Would you return the full listing exactly, with nothing altered?
** Opening EXERCISE INPUTS block **
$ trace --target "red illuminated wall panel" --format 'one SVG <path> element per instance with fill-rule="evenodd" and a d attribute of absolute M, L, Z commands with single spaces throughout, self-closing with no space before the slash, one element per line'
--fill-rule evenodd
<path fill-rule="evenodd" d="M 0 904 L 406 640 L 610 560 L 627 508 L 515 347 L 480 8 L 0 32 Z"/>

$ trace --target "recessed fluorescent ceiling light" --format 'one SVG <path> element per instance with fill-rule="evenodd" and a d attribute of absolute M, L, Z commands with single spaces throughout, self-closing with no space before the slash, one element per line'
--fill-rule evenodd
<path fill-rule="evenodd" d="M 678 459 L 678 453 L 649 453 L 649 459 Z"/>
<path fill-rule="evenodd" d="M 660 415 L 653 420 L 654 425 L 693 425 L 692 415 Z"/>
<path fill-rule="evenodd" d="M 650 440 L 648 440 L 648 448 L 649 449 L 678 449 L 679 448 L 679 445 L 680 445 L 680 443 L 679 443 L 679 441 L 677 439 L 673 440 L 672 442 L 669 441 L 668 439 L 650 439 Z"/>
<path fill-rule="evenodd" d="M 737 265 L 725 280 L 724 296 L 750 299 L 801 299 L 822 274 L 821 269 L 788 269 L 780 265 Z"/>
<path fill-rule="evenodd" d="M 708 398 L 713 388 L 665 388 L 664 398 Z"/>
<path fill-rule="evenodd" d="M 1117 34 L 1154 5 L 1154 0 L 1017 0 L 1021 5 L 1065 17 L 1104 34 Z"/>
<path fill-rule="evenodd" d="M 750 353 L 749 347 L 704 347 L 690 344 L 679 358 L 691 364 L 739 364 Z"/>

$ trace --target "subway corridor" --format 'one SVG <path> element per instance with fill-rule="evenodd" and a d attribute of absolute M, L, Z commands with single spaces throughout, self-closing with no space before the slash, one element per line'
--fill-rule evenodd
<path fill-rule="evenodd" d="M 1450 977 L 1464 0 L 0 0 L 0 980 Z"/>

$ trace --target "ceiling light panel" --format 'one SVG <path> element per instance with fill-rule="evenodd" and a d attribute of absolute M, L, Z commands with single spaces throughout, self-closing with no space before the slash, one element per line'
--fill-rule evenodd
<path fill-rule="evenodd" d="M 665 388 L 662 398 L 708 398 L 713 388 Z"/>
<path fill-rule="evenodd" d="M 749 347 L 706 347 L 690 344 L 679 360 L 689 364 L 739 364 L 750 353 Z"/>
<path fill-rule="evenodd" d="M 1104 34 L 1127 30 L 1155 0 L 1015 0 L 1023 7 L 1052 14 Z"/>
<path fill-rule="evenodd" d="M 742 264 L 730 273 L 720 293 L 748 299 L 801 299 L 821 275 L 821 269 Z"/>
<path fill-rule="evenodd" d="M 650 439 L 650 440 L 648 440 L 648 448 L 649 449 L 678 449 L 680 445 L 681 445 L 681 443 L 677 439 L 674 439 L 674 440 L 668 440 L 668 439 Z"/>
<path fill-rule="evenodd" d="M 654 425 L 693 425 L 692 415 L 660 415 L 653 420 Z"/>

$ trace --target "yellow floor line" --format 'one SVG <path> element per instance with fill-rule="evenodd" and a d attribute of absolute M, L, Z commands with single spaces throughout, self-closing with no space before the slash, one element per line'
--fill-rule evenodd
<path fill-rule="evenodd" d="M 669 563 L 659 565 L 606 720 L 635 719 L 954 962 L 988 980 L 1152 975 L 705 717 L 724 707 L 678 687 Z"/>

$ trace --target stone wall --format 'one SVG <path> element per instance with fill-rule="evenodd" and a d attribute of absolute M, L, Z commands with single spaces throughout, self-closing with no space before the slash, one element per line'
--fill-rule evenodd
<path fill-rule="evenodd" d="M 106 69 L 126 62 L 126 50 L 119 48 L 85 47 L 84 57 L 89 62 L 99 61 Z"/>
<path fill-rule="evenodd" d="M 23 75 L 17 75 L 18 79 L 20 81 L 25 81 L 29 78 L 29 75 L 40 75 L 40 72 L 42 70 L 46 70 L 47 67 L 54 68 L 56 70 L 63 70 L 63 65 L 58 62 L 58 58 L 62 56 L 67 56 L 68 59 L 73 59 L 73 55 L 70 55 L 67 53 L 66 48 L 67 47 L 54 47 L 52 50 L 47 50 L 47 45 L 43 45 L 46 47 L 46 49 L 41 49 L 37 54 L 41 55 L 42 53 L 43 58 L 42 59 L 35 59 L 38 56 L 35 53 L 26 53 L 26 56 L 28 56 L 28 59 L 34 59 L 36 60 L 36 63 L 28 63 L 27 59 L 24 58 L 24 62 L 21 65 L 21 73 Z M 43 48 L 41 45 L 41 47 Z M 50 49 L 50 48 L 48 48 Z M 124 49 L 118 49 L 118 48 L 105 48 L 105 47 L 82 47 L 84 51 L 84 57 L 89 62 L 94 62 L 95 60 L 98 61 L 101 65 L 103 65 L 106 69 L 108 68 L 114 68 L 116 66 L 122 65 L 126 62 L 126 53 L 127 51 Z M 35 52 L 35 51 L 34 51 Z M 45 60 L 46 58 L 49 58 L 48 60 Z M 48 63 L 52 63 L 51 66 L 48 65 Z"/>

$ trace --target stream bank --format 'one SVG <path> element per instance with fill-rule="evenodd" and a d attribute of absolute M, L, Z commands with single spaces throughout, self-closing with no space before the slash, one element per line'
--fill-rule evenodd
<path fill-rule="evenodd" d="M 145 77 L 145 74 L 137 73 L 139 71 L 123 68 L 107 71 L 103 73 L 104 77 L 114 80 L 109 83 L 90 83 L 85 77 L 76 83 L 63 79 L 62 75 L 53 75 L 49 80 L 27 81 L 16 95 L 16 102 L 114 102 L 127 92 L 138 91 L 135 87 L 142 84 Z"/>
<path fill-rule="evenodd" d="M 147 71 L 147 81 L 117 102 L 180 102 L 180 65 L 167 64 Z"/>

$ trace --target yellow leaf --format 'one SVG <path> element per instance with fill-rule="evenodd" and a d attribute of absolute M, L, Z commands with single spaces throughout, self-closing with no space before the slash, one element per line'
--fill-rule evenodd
** Closing EXERCISE INPUTS block **
ANSWER SPACE.
$ trace --target "red illuminated wall panel" --format 'one SVG <path> element per instance with fill-rule="evenodd" and a d attribute of absolute M, L, Z commands with single spaces throughout, self-closing with no space before the slash, one element per line'
--fill-rule evenodd
<path fill-rule="evenodd" d="M 0 904 L 406 640 L 610 560 L 627 508 L 515 347 L 480 8 L 0 32 Z"/>

$ trace --target "recessed fluorescent ceiling light" --format 'one SVG <path> element per instance with fill-rule="evenodd" and a d attribute of absolute M, L, Z commands with single spaces throughout, self-closing with no space before the slash, one element per line'
--fill-rule evenodd
<path fill-rule="evenodd" d="M 678 459 L 678 453 L 649 453 L 649 459 Z"/>
<path fill-rule="evenodd" d="M 660 415 L 653 420 L 654 425 L 693 425 L 692 415 Z"/>
<path fill-rule="evenodd" d="M 650 440 L 648 440 L 648 448 L 649 449 L 678 449 L 679 448 L 679 445 L 680 445 L 680 443 L 679 443 L 679 441 L 677 439 L 673 440 L 672 442 L 669 441 L 668 439 L 650 439 Z"/>
<path fill-rule="evenodd" d="M 737 265 L 725 280 L 724 296 L 750 299 L 801 299 L 822 274 L 821 269 L 788 269 L 780 265 Z"/>
<path fill-rule="evenodd" d="M 708 398 L 713 388 L 665 388 L 664 398 Z"/>
<path fill-rule="evenodd" d="M 1117 34 L 1154 5 L 1154 0 L 1017 0 L 1021 5 L 1065 17 L 1104 34 Z"/>
<path fill-rule="evenodd" d="M 750 353 L 749 347 L 704 347 L 690 344 L 679 358 L 691 364 L 739 364 Z"/>

$ trace --target "subway corridor" --format 'one SVG <path> element per instance with fill-rule="evenodd" and a d attribute of absolute M, L, Z commands with single spaces throughout, self-closing with no space before the slash, one element per line'
--fill-rule evenodd
<path fill-rule="evenodd" d="M 1450 977 L 1464 0 L 0 0 L 0 980 Z"/>

$ trace --target "ceiling light panel" --format 'one SVG <path> element per instance with fill-rule="evenodd" and a d attribute of absolute M, L, Z commands with single spaces throughout, self-closing with no space before the slash, one element per line'
--fill-rule evenodd
<path fill-rule="evenodd" d="M 665 388 L 662 398 L 708 398 L 713 388 Z"/>
<path fill-rule="evenodd" d="M 749 347 L 706 347 L 690 344 L 679 360 L 689 364 L 739 364 L 750 353 Z"/>
<path fill-rule="evenodd" d="M 1104 34 L 1127 30 L 1155 0 L 1015 0 L 1023 7 L 1052 14 Z"/>
<path fill-rule="evenodd" d="M 742 264 L 730 273 L 720 293 L 748 299 L 801 299 L 821 275 L 821 269 Z"/>
<path fill-rule="evenodd" d="M 650 439 L 650 440 L 648 440 L 648 448 L 649 449 L 678 449 L 680 445 L 681 445 L 681 443 L 677 439 L 674 439 L 674 440 L 668 440 L 668 439 Z"/>
<path fill-rule="evenodd" d="M 654 425 L 693 425 L 692 415 L 660 415 L 653 420 Z"/>

$ trace --target "yellow floor line" --format 'one SVG <path> element per instance with fill-rule="evenodd" and a d attribute of absolute M, L, Z commands with single spaces throughout, self-closing with no space before the slash, one element per line'
--fill-rule evenodd
<path fill-rule="evenodd" d="M 669 563 L 659 565 L 606 720 L 635 719 L 954 962 L 988 980 L 1152 975 L 705 717 L 724 707 L 678 687 Z"/>

$ trace --target stone wall --format 'one SVG <path> element per instance with fill-rule="evenodd" and a d attribute of absolute M, L, Z commands with single spaces throughout, self-closing with no space before the slash, one element per line'
--fill-rule evenodd
<path fill-rule="evenodd" d="M 106 69 L 126 62 L 126 50 L 119 48 L 85 47 L 84 57 L 89 62 L 99 61 Z"/>
<path fill-rule="evenodd" d="M 23 75 L 17 75 L 18 79 L 20 81 L 25 81 L 29 78 L 29 75 L 40 75 L 40 72 L 42 70 L 46 70 L 47 67 L 54 68 L 56 70 L 63 70 L 63 65 L 58 62 L 58 58 L 62 56 L 67 56 L 68 59 L 73 59 L 73 55 L 70 55 L 67 53 L 66 48 L 67 47 L 54 47 L 52 50 L 47 50 L 47 45 L 43 45 L 46 47 L 46 49 L 41 49 L 37 54 L 41 55 L 42 53 L 43 58 L 42 59 L 35 59 L 38 56 L 35 53 L 26 53 L 26 56 L 28 56 L 28 59 L 34 59 L 36 60 L 36 63 L 28 63 L 27 59 L 24 58 L 24 62 L 21 65 L 21 73 Z M 43 48 L 41 45 L 41 47 Z M 50 49 L 50 48 L 48 48 Z M 124 49 L 118 49 L 118 48 L 105 48 L 105 47 L 82 47 L 84 51 L 84 57 L 89 62 L 94 62 L 95 60 L 98 61 L 101 65 L 103 65 L 106 69 L 108 68 L 114 68 L 116 66 L 122 65 L 126 62 L 126 53 L 127 51 Z M 35 52 L 35 51 L 34 51 Z M 45 60 L 46 58 L 49 58 L 48 60 Z M 48 63 L 52 63 L 51 66 L 48 65 Z"/>

$ trace --target stream bank --format 'one SVG <path> element per instance with fill-rule="evenodd" and a d attribute of absolute M, L, Z commands with single spaces throughout, self-closing with no space before the slash, one element per line'
--fill-rule evenodd
<path fill-rule="evenodd" d="M 145 77 L 145 74 L 137 73 L 139 71 L 123 68 L 107 71 L 103 73 L 104 77 L 114 80 L 109 83 L 90 83 L 85 77 L 76 83 L 63 79 L 62 75 L 53 75 L 49 80 L 27 81 L 16 95 L 16 102 L 114 102 L 127 92 L 138 91 L 135 87 L 142 84 Z"/>
<path fill-rule="evenodd" d="M 147 71 L 147 81 L 117 102 L 180 102 L 180 65 L 167 64 Z"/>

$ trace --target yellow leaf --format 'one SVG <path> element per instance with fill-rule="evenodd" and a d attribute of absolute M, L, Z commands with single spaces throughout, self-closing with no space before the slash, one element per line'
--fill-rule evenodd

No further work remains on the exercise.